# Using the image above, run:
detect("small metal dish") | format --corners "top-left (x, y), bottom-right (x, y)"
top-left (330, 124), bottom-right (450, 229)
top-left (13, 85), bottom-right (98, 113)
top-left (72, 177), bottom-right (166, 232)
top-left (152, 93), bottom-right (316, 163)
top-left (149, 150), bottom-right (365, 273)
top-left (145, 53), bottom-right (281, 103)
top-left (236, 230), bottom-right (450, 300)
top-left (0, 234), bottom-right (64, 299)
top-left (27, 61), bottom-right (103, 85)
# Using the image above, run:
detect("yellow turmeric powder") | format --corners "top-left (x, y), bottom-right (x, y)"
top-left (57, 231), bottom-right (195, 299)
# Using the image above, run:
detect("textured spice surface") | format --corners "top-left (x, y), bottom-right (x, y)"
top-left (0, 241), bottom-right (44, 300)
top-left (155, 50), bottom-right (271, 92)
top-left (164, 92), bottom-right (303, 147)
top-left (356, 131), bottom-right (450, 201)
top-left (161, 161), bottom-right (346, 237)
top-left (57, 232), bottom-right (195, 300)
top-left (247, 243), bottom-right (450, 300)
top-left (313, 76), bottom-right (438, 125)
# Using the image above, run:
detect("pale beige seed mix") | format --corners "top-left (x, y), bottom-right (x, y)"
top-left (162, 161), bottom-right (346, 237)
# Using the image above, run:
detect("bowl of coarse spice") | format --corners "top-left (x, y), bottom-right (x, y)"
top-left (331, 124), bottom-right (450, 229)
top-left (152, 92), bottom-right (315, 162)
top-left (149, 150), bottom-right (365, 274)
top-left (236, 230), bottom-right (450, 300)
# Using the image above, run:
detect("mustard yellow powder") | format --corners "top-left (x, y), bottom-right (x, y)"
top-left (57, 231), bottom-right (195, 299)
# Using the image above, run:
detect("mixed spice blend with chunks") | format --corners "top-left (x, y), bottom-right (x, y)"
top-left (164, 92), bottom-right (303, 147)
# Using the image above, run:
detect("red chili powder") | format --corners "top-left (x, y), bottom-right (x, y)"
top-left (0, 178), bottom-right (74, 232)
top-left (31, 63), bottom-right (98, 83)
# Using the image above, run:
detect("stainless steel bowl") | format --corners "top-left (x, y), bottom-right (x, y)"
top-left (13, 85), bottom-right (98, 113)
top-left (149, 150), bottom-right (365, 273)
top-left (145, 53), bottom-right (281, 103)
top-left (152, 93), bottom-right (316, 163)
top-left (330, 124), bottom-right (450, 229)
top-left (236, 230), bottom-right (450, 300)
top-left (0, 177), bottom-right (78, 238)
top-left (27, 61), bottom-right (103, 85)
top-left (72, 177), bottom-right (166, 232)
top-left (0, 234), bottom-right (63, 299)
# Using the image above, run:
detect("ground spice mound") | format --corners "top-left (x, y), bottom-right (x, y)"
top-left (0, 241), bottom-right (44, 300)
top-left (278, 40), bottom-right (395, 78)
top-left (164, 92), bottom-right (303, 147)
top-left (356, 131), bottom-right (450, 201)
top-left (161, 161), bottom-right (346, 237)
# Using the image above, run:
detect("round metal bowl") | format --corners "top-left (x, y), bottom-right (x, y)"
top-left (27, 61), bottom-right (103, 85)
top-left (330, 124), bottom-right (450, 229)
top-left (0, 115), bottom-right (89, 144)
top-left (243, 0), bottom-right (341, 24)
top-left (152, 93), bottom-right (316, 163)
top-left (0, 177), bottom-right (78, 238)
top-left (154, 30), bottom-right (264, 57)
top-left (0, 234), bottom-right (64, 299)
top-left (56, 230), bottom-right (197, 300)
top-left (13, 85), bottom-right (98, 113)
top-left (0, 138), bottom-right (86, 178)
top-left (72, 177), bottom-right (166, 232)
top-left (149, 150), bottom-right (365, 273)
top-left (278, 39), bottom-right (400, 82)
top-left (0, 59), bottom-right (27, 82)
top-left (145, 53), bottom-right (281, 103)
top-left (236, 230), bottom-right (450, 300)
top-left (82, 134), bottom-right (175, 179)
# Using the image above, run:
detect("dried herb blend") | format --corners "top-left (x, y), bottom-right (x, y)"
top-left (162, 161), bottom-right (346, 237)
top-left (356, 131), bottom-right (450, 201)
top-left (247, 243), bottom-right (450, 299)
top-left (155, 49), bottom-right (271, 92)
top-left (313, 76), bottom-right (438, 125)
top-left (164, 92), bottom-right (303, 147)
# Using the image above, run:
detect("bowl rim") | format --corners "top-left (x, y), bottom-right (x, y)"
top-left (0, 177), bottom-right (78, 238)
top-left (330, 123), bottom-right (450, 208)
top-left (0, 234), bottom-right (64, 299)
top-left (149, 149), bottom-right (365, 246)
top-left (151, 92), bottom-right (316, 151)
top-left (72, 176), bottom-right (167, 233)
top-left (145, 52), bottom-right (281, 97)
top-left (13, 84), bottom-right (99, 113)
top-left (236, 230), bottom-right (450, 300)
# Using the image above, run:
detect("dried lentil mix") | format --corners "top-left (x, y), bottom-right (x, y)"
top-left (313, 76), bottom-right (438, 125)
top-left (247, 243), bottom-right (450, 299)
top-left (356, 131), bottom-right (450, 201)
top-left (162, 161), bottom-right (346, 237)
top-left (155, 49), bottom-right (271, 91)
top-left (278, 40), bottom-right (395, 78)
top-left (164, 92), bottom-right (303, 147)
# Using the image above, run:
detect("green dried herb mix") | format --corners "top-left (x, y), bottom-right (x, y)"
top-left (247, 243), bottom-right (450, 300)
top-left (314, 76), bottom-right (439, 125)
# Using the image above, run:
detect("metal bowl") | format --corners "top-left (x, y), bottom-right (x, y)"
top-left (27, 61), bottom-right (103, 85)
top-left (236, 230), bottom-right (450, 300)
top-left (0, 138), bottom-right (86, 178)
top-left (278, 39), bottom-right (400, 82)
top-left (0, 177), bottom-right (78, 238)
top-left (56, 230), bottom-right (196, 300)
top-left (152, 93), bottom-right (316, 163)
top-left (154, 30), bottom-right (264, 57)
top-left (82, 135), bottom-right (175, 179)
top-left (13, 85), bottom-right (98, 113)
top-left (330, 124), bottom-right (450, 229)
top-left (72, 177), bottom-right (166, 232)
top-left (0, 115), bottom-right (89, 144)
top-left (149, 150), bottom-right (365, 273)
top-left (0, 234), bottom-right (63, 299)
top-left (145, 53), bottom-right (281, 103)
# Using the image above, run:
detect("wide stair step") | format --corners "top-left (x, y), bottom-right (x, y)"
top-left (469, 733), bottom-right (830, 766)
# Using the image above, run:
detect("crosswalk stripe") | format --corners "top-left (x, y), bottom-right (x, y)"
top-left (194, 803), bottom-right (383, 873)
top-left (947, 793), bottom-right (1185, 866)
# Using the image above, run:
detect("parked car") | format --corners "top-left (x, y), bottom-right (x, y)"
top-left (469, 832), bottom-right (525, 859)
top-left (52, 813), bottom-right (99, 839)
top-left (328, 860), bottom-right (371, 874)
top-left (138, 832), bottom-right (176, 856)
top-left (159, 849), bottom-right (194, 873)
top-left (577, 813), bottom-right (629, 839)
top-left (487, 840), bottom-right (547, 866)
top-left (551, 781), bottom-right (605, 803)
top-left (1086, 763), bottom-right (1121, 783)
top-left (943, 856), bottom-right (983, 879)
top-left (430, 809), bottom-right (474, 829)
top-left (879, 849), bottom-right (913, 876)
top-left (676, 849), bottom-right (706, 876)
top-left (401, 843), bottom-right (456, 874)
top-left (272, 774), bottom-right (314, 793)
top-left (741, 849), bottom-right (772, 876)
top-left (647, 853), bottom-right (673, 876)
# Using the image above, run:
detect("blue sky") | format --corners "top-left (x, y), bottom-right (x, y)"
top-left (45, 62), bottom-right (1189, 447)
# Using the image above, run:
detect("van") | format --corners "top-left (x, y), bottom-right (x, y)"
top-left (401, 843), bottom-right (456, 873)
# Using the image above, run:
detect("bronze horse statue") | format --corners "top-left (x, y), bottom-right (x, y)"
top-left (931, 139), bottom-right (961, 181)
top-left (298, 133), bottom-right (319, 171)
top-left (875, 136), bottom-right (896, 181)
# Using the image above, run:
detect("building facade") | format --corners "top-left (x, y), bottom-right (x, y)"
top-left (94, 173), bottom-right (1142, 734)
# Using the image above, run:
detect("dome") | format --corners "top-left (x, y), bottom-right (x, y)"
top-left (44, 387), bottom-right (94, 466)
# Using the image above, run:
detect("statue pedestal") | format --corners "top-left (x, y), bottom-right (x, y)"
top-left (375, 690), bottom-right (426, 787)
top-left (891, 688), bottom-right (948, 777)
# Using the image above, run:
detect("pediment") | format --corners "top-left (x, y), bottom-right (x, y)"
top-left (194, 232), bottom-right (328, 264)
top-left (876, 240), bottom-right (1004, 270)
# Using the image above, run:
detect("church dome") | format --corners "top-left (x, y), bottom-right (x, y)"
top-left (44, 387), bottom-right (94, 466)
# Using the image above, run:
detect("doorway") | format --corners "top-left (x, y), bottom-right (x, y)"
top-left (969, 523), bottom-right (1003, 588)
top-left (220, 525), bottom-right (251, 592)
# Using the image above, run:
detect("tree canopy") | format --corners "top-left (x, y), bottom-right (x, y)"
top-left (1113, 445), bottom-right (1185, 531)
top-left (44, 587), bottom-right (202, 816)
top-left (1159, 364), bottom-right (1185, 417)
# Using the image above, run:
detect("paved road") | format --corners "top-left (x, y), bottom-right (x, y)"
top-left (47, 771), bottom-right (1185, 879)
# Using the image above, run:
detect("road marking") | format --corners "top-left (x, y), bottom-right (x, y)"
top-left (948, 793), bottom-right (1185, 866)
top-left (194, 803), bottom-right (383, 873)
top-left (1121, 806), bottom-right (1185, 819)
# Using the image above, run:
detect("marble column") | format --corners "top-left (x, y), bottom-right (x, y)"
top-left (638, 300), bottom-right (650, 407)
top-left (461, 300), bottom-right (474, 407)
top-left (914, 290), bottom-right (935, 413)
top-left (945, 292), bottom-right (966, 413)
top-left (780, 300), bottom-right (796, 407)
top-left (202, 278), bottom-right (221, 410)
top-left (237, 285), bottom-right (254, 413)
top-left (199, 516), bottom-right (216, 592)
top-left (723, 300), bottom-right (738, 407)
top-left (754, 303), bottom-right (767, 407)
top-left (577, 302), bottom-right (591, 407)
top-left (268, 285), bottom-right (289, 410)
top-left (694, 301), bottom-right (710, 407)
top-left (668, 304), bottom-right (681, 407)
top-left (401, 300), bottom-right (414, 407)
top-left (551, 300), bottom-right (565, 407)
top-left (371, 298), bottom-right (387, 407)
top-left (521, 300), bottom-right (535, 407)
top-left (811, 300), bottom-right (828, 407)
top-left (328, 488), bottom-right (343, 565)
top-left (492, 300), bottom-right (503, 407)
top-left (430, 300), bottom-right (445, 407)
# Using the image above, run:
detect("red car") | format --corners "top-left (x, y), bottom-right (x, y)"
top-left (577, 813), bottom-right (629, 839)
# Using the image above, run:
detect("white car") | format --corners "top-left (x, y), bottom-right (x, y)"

### Exercise instructions
How many lines in the data above contain the word "metal"? Reply with the number alone.

### Exercise response
3